Task to complete – Only one range belongs in the answer: the line holding "Annotate each instance of the blue" through the last line of the records, reproduced as is.

Start of Information provided

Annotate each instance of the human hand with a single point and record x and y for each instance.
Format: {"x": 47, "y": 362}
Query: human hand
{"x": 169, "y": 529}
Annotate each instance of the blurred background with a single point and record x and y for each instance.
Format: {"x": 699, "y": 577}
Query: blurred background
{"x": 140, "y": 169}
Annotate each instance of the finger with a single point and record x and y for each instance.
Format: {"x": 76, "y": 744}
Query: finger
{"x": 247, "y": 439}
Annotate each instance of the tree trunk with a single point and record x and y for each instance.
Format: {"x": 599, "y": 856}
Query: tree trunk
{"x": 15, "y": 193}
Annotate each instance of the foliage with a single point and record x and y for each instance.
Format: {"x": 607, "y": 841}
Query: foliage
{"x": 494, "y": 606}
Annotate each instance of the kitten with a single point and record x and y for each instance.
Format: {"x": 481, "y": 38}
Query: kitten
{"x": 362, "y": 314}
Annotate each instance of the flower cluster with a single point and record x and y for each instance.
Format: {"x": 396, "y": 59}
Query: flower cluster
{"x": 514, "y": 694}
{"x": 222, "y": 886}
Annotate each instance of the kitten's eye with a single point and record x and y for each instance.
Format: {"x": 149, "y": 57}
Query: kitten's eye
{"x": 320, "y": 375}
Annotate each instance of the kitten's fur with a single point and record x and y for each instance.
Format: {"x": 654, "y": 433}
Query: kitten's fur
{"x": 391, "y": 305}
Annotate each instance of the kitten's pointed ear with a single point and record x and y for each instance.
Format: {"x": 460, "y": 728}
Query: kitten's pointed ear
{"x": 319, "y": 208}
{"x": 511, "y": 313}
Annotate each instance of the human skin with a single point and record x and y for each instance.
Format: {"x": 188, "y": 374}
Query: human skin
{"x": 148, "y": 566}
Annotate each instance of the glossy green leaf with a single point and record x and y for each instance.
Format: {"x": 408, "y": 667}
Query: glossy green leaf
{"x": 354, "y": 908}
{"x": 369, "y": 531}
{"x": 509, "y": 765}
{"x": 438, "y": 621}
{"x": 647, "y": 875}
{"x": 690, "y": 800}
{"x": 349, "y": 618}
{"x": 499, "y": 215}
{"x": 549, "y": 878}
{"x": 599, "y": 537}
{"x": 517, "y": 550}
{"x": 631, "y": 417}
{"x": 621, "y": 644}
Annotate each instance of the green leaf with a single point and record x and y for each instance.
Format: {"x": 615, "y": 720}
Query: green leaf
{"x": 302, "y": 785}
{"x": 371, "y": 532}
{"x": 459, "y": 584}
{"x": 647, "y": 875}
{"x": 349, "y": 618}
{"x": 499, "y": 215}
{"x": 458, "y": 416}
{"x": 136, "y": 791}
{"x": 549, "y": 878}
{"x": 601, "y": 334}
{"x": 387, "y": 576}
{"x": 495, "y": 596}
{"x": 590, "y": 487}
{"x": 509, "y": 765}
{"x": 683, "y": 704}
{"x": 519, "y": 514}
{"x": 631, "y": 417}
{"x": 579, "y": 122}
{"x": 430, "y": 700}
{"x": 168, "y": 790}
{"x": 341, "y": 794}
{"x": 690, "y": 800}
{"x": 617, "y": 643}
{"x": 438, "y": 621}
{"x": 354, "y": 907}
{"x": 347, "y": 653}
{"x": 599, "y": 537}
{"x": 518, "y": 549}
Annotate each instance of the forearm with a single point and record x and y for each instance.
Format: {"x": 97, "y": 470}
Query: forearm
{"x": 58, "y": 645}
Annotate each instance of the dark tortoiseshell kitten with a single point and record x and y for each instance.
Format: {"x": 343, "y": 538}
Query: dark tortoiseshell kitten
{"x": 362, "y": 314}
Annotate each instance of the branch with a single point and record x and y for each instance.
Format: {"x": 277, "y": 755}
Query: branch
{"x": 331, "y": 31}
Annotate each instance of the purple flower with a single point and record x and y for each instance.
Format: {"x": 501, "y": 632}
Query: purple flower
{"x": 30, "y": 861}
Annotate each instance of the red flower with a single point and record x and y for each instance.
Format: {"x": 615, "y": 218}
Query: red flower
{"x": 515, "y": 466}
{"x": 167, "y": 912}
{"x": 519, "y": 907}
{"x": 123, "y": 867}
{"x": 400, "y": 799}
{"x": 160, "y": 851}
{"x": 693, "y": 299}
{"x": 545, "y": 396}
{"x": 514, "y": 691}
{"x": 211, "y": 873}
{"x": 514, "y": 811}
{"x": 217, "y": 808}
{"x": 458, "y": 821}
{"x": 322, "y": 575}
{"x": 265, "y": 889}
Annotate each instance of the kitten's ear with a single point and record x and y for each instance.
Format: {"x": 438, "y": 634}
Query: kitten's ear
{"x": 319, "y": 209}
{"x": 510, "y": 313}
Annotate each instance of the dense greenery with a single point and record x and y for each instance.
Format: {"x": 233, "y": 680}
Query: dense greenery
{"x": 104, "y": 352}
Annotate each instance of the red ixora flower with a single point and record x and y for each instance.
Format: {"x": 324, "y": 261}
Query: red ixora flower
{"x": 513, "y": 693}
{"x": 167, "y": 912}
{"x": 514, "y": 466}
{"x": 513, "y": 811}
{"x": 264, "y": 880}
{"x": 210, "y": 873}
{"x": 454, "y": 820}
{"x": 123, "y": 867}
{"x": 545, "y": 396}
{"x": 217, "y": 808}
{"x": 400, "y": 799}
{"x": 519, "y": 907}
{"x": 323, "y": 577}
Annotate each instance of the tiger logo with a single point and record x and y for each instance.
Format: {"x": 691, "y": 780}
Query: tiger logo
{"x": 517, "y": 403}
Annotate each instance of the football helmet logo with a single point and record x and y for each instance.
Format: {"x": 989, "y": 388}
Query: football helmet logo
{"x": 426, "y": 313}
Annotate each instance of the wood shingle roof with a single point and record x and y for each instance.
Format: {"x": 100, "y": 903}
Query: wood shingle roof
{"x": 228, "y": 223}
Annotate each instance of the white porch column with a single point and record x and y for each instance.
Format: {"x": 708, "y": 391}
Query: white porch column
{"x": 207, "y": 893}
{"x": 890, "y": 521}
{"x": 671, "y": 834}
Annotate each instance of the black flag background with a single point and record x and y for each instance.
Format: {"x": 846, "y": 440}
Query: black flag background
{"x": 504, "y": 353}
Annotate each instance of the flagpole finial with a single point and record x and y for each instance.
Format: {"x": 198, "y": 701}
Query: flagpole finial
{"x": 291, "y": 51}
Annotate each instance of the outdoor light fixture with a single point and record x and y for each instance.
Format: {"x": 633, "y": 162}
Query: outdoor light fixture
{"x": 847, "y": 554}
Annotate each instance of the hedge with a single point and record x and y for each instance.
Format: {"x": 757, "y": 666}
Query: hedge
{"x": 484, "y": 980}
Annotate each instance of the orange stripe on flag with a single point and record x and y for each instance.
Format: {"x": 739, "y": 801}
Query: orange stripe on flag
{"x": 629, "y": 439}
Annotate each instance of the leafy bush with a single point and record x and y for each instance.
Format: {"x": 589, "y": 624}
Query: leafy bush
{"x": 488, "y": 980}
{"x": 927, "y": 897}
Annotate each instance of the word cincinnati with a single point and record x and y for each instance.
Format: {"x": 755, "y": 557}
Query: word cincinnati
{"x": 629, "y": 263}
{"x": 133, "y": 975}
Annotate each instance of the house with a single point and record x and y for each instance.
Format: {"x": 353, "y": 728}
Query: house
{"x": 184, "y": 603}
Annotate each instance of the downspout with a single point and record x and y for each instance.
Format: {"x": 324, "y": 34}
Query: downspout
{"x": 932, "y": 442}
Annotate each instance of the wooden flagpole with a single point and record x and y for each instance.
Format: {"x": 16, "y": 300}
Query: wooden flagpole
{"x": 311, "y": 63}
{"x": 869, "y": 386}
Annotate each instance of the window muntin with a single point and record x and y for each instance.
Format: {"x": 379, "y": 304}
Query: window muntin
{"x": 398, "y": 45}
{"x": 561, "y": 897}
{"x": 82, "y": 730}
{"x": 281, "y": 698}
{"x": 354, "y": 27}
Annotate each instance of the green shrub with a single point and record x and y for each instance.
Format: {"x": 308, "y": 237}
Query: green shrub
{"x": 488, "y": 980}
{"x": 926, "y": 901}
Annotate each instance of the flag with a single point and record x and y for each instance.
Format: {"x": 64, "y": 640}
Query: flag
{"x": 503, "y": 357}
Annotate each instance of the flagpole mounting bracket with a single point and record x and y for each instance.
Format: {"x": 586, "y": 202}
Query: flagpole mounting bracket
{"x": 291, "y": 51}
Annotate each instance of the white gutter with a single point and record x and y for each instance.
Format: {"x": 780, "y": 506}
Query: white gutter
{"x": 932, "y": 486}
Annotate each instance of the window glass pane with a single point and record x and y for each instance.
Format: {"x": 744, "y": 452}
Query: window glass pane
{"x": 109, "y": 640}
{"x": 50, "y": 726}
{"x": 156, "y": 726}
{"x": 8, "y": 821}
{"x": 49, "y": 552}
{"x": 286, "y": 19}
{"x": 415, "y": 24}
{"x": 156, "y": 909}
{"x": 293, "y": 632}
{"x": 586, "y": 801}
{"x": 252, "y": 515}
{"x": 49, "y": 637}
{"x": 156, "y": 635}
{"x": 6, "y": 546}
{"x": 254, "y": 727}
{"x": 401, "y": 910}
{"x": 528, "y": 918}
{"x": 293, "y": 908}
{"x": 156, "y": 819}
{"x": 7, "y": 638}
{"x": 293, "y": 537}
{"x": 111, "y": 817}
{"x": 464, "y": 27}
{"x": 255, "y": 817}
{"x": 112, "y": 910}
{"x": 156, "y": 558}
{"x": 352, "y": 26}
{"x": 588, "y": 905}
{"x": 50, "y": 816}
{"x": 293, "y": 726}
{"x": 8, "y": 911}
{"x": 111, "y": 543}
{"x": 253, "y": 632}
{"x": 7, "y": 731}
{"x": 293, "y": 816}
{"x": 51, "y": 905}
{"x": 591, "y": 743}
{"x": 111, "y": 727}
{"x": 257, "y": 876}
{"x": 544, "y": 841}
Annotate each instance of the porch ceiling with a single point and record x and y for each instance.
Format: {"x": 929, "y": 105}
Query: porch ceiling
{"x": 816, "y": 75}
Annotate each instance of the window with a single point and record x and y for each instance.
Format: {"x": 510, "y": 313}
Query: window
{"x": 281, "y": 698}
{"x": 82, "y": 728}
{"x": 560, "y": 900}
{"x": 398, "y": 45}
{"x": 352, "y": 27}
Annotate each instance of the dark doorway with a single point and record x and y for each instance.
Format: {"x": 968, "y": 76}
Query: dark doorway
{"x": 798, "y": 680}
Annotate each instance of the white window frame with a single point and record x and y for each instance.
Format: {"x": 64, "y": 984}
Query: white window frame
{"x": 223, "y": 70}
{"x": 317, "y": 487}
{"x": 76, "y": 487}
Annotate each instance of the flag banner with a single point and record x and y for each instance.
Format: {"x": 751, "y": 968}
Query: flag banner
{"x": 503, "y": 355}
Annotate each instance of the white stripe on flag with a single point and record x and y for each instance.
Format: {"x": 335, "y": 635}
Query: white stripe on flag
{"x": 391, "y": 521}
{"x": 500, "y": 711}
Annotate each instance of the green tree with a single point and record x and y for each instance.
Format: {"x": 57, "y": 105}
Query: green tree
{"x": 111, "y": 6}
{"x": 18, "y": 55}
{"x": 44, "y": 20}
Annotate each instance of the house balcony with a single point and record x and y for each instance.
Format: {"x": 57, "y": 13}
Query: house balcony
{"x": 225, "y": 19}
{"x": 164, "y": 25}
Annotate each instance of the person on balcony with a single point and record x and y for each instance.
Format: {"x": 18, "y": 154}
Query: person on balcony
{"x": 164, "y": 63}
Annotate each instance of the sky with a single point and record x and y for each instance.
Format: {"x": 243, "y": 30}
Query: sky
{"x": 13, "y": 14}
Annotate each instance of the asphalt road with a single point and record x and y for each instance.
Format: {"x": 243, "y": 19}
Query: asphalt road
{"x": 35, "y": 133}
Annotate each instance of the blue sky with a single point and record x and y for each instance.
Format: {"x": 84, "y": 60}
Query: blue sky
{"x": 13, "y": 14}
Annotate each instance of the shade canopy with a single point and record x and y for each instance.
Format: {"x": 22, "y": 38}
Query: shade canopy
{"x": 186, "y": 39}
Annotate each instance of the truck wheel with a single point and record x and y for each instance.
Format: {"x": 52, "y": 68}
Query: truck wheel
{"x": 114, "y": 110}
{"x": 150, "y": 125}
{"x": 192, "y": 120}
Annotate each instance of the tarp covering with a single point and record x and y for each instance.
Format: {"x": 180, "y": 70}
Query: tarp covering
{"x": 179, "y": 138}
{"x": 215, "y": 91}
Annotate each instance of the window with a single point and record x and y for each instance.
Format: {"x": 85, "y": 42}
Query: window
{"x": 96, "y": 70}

End of Information provided

Solved exercise –
Annotate each instance of the blue sky with a single point and record x and y for each instance.
Format: {"x": 84, "y": 60}
Query: blue sky
{"x": 13, "y": 14}
Annotate each instance of the shade canopy with a single point and record x and y for each instance.
Format: {"x": 22, "y": 38}
Query: shade canopy
{"x": 186, "y": 39}
Annotate each instance of the truck wheel with a single point and record x and y for each instance.
Format: {"x": 52, "y": 68}
Query: truck wheel
{"x": 114, "y": 110}
{"x": 150, "y": 125}
{"x": 192, "y": 120}
Annotate each instance of the tarp covering with a single point and record x and y for each instance.
Format: {"x": 180, "y": 70}
Query: tarp covering
{"x": 179, "y": 138}
{"x": 215, "y": 91}
Annotate each instance of the window with a single point and record x and y for each instance.
Format: {"x": 85, "y": 42}
Query: window
{"x": 96, "y": 70}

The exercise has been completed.